What the task asks: Rewrite every one of the records below with each "shelf-compliance record" changed to "image-annotation log" and all other text kept the same. Omit the pictures from your answer.

Data excerpts:
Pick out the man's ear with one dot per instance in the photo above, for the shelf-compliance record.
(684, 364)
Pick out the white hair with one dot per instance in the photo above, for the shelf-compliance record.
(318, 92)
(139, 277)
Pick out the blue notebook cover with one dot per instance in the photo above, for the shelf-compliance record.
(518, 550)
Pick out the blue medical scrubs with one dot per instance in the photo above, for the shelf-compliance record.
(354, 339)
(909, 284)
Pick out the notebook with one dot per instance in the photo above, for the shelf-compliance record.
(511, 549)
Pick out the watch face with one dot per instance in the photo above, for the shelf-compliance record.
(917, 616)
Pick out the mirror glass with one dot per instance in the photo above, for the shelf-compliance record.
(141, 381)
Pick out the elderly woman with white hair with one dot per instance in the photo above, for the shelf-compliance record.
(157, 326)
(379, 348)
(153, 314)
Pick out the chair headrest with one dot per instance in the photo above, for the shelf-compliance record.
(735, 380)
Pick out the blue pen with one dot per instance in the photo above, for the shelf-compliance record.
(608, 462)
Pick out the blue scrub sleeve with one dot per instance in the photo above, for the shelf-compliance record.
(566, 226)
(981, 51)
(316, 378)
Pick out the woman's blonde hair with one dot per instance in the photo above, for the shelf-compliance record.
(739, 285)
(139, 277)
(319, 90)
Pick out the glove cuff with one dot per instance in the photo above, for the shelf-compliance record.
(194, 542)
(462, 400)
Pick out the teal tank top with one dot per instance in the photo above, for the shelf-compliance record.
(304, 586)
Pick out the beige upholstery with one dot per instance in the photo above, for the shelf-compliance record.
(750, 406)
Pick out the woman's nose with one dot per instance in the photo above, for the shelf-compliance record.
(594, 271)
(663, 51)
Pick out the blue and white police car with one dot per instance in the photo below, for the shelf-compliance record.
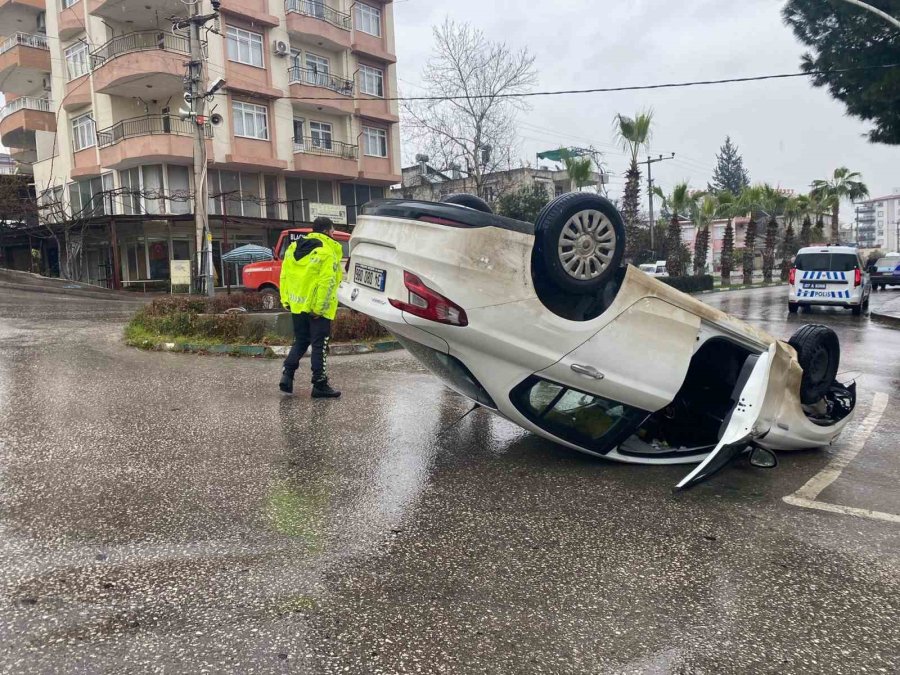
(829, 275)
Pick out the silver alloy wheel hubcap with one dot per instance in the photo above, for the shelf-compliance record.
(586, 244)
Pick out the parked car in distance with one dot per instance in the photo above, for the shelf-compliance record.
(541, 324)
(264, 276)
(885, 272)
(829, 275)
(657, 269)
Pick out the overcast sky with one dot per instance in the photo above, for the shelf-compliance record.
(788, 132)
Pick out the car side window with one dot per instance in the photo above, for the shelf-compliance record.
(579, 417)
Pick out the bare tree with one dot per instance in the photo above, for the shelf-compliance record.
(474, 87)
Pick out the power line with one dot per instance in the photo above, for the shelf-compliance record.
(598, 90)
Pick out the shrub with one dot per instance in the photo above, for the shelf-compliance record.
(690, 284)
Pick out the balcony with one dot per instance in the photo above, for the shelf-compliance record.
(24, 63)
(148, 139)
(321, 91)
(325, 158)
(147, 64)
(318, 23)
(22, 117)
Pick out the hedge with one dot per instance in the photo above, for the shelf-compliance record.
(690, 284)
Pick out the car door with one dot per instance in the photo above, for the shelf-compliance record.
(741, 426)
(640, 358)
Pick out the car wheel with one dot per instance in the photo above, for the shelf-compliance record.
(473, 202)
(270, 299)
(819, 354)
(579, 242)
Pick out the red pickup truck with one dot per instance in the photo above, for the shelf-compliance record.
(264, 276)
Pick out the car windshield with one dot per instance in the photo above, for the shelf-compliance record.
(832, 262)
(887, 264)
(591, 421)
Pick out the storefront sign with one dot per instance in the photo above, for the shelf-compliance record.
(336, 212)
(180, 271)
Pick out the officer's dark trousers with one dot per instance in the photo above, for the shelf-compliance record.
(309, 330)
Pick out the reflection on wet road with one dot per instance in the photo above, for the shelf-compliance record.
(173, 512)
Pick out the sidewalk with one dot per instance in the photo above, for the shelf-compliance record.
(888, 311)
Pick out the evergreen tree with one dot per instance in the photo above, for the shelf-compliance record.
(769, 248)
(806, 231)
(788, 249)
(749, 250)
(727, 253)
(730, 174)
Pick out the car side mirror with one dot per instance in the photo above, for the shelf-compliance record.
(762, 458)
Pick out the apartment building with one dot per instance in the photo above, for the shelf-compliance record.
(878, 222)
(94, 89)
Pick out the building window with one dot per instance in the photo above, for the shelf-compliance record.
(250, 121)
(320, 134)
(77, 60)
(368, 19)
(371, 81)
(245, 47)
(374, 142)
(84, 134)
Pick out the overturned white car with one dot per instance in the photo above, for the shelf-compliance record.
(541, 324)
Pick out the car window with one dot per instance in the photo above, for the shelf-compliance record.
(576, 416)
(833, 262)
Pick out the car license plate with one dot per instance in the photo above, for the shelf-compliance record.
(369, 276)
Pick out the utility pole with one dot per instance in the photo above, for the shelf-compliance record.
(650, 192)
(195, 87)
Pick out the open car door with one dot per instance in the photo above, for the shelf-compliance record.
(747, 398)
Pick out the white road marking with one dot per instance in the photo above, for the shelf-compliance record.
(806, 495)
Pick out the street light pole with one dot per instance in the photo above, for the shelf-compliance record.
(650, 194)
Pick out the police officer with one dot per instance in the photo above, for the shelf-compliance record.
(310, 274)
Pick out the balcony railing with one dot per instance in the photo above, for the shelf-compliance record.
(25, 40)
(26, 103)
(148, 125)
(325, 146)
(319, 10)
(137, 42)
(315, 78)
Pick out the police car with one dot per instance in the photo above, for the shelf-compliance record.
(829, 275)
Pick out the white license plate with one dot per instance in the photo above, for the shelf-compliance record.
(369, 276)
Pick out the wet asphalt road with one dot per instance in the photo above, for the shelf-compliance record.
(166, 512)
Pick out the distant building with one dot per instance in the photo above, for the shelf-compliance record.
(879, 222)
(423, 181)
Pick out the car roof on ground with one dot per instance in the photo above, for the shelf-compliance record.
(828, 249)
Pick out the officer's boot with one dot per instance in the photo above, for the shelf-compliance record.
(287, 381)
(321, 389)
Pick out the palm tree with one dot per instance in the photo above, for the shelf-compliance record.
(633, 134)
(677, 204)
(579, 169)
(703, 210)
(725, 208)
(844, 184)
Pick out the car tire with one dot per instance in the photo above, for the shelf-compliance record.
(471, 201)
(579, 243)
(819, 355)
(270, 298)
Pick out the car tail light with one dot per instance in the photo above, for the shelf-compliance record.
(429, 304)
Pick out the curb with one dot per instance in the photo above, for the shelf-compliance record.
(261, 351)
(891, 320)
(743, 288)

Task output:
Pick out the man's ear with one dot per instance in the photo above, for the image-annotation log.
(684, 364)
Pick out the white hair with one dot per instance in the photo above, for the image-annotation log.
(318, 92)
(139, 277)
Pick out the blue notebook cover with one dot per instance in the photo above, for the image-annotation log.
(518, 550)
Pick out the blue medical scrubs with one dot per instance in the photo above, for the image-annotation log.
(354, 339)
(909, 284)
Pick out the notebook with one dot per instance in the photo above, for the image-annotation log.
(511, 549)
Pick out the watch face with one dot per instance in the photo above, for the image-annotation log.
(917, 616)
Pick out the mirror glass with one dot per instance in the photo above, for the image-annotation log.
(141, 381)
Pick out the elderly woman with white hair with one dot per instance in the photo above, for the image-annotation log.
(157, 326)
(379, 348)
(153, 314)
Pick out the chair headrest with one dot per instance in the photo above, for the image-annotation log.
(735, 380)
Pick out the blue pen with one dot per instance in the photo above, for the image-annotation log.
(608, 462)
Pick out the blue scrub sleeve with one dot per instance in the photo above, for the image-annotation log.
(566, 226)
(981, 51)
(316, 378)
Pick out the woman's blonde hair with one dot per instance in the photo above, for the image-annotation log.
(739, 285)
(139, 277)
(319, 90)
Pick out the glove cuff with one dot per instance in the photo above, for the image-annotation log.
(194, 542)
(462, 400)
Pick out the teal tank top with one dot per instance in the photo above, for the image-annotation log.
(304, 586)
Pick out the beige upholstery with one dot per instance in the photo above, for the image-annotation log.
(750, 406)
Pick out the woman's nose with one dot per instance in the photo above, for the image-annotation log.
(594, 271)
(663, 51)
Pick out the blue and white police car with one dot per instance in the photo below, for the image-annotation log.
(829, 275)
Pick out the silver alloy wheel hubcap with one dot per instance in the photo above, for the image-annotation log.
(586, 244)
Pick out the parked car in distance with one dot per instance in the photo above, for the image-annotation log.
(541, 324)
(264, 276)
(885, 272)
(829, 275)
(657, 269)
Pick out the overcast sky with one dot per instance in the photo above, for the image-annotation log.
(788, 132)
Pick out the car side window with one dot per instance in the photo above, for the image-annotation log.
(579, 417)
Pick out the bare tree with one dot per instance in the photo above, for the image-annotation log.
(474, 87)
Pick out the power line with one dot per instance in the photo above, for the image-annotation log.
(598, 90)
Pick out the shrub with one dot per instance in the photo above, for the image-annotation log.
(690, 284)
Pick out the balcony with one dot per instance in the photo above, for the image-annotation log.
(24, 63)
(148, 139)
(321, 91)
(325, 158)
(147, 64)
(318, 23)
(22, 117)
Pick out the hedge with one dot per instance in the photo above, for the image-annotation log.
(690, 284)
Pick out the car door with one dot per instance in the photo above, for the image-annotation log.
(741, 426)
(640, 358)
Pick out the car wheel with one dot per instance in the photo above, for the image-annotation log.
(473, 202)
(270, 299)
(819, 354)
(579, 242)
Pick out the red pickup truck with one dot per instance in the photo above, for the image-annotation log.
(264, 276)
Pick out the car windshield with one dot per instance in the photo above, for the image-annotation log.
(832, 262)
(887, 264)
(591, 421)
Pick out the storefront sign with one dot per instance in the photo above, for the image-annotation log.
(336, 212)
(180, 271)
Pick out the officer's dark trousers with one dot per instance in the photo above, for the image-annotation log.
(309, 330)
Pick out the reflection on wet road with one dot per instance in the photo above, for the image-annotation log.
(173, 512)
Pick out the sidewalk with one dot per instance in the photo above, for the image-annotation log.
(888, 311)
Pick out the evergreen tree with one dot per instance in the photo above, for the image-annotation log.
(769, 248)
(806, 231)
(788, 249)
(749, 250)
(727, 253)
(730, 174)
Pick out the car side mirror with one dot per instance in the photo above, for the image-annotation log.
(762, 458)
Pick out the apartment building with one dot per instance in the photo above, for the image-annotation log.
(878, 222)
(94, 89)
Pick out the building window with one dot per instance in the photo above, for the image-annotation log.
(250, 121)
(320, 134)
(77, 60)
(368, 19)
(371, 81)
(245, 47)
(374, 142)
(84, 134)
Pick out the overturned white car with one dot per instance in the photo above, for the image-annotation log.
(541, 324)
Pick out the car window with one dot per instance in the photo above, for the image-annotation log.
(576, 416)
(833, 262)
Pick out the car license plate with one dot per instance in the photo above, for the image-annotation log.
(369, 276)
Pick out the utility pole with one dot per instance in the photo above, for the image-annotation log.
(650, 192)
(195, 87)
Pick out the open car door with one dot per instance in the photo above, for the image-annotation log.
(747, 398)
Pick out the white road marking with one dot per instance in the photo above, for the image-annotation log.
(806, 495)
Pick out the street light pole with one dot per instance in the photo above, for the image-annotation log.
(650, 194)
Pick out the police officer with one dot per instance in the photo above, for the image-annotation log.
(310, 274)
Pick out the balcony railing with one dot per instance in the photo above, for the image-annotation log.
(25, 40)
(26, 103)
(148, 125)
(325, 146)
(319, 10)
(137, 42)
(315, 78)
Pick out the police car with one dot per instance in the photo above, for the image-annotation log.
(829, 275)
Pick out the white license plate with one dot per instance in the photo above, for the image-annotation log.
(369, 276)
Pick out the wet asphalt road with one dot per instance in the photo above, for the image-annotation log.
(166, 512)
Pick out the distant building with one dot per instance in the photo above, for the image-annotation log.
(879, 222)
(423, 181)
Pick out the car roof on ground with one dot per instance in the photo above, for the image-annotation log.
(828, 249)
Pick out the officer's boot with one dot per instance in the photo above, for the image-annotation log.
(287, 381)
(321, 389)
Pick out the palm tree with one dot per instance in the photo above, for the image-annotation log.
(633, 134)
(677, 204)
(579, 169)
(703, 210)
(725, 208)
(844, 184)
Pick out the car tire with one dot per instance in the photo above, for the image-annotation log.
(471, 201)
(579, 243)
(819, 355)
(270, 298)
Pick out the car tail light with one dot per instance in the photo above, for the image-annotation log.
(429, 304)
Pick out the curb with one dot per instance in the photo above, for the image-annotation log.
(261, 351)
(891, 320)
(743, 288)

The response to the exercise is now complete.